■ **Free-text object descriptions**
= Beginning of Section =
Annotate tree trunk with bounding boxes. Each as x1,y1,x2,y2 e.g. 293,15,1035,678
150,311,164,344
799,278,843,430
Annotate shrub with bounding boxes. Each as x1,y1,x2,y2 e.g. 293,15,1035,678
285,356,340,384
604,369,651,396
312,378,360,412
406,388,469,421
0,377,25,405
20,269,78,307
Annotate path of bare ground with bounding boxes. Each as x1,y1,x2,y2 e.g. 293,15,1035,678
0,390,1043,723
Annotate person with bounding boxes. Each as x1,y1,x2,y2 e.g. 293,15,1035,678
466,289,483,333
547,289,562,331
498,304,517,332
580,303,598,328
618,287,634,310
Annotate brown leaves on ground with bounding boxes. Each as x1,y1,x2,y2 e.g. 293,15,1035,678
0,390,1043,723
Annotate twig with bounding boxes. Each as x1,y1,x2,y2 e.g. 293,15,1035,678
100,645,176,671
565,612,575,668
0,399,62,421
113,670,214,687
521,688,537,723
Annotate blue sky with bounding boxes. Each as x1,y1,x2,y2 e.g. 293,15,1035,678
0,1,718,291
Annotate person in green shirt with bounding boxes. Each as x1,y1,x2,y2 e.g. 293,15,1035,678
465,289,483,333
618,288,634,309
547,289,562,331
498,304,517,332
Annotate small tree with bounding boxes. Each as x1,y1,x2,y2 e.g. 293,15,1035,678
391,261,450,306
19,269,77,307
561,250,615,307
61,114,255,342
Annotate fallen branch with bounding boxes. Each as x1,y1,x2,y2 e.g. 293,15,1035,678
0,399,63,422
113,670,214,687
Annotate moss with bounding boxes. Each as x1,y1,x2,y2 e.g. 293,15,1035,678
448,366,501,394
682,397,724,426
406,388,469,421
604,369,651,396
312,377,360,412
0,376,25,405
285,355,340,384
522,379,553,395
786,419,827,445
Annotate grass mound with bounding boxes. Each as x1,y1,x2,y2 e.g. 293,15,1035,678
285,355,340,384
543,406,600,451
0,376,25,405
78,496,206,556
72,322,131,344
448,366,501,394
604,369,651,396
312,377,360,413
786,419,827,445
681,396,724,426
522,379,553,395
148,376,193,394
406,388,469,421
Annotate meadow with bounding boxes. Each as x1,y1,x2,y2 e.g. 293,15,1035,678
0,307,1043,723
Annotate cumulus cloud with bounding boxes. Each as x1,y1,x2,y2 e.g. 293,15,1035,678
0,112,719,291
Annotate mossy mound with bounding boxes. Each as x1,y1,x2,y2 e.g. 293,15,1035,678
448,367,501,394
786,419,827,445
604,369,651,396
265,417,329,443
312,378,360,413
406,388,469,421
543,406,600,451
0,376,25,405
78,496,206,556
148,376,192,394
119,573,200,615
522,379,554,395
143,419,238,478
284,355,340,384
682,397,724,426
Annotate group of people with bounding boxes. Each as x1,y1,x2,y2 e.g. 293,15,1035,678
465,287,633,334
= End of Section =
■ **WHAT THE TASK ASKS**
Please reproduce each line above exactly as written.

■ **RESPONSE TO THE EXERCISE**
Annotate tree trunk with bounding boxes. Each as x1,y1,x2,y2 e.g. 293,15,1035,678
150,311,164,344
799,278,843,430
Annotate shrub with bounding boxes. Each as x1,y1,x2,y2 e.g. 293,15,1035,678
285,356,340,384
604,369,651,396
312,378,360,412
406,388,469,421
0,377,25,405
20,269,78,307
Annotate path of bare ground with bounding boxes. Each as x1,y1,x2,y2 e.g. 293,15,1035,678
0,390,1043,723
Annotate person with bounding boxes. Each as x1,y1,x2,y2 e.g. 293,15,1035,678
466,289,483,333
547,289,562,331
498,304,517,332
580,303,598,328
618,287,634,310
Annotate brown leaves on ground with bounding boxes. Each as x1,y1,x2,y2 e.g. 293,15,1035,678
0,390,1043,723
Annotate twig with bounding boxes. Each as x1,y1,x2,y2 e.g. 293,15,1035,678
100,645,176,671
565,612,575,668
0,399,62,421
113,670,214,687
521,688,537,723
Annotate blue sky with bounding boxes. Each as x1,y1,x2,y2 e.g. 293,15,1035,678
0,1,718,291
Annotate person in green shirt with bounding boxes. Each as x1,y1,x2,y2 e.g. 293,15,1035,678
465,289,483,333
618,288,634,309
547,289,562,331
498,304,517,332
Annotate small tree with bounding boxes. Each as x1,y1,x2,y2 e.g. 293,15,1035,678
391,261,450,306
19,269,77,307
561,250,615,307
61,114,255,342
Annotate fallen branch with bounding boxes. Each as x1,y1,x2,y2 e.g. 293,15,1035,678
0,399,63,422
113,670,214,687
Annotate moss with bounding boxes. Each as x1,y1,x2,y2 e.g. 293,15,1035,678
448,366,501,394
682,397,724,426
406,388,469,421
604,369,651,396
312,377,360,412
0,376,25,405
285,355,340,384
522,379,553,395
786,419,827,445
Annotate grass mound with bounding boxes. Each as x1,y1,x2,y2 e.g. 293,15,1035,678
285,355,340,384
543,406,600,451
0,376,25,405
78,496,206,556
72,322,131,344
448,366,501,394
604,369,651,396
312,377,360,413
786,419,827,445
681,396,724,426
522,379,553,395
148,376,193,394
406,388,469,421
Annotate meadow with bounding boxes. Each as x1,y1,x2,y2 e.g. 293,15,1035,678
0,307,1043,723
Annotate cumulus cloud with bounding boxes. Each as x1,y1,x2,y2 e.g. 293,15,1035,678
0,112,719,291
Annotate mossy mound with bounding boxes. Each as x1,y1,x2,y2 e.g. 293,15,1035,678
448,367,501,394
786,419,827,445
604,369,651,396
265,417,329,443
312,378,360,413
406,388,469,421
543,406,600,451
0,376,25,405
78,496,206,556
148,376,192,394
119,573,200,615
522,379,554,395
143,419,238,478
284,355,340,384
682,397,724,426
Annotate group of people with bounding boxes. Each as x1,y1,x2,y2 e.g. 293,15,1035,678
465,287,633,334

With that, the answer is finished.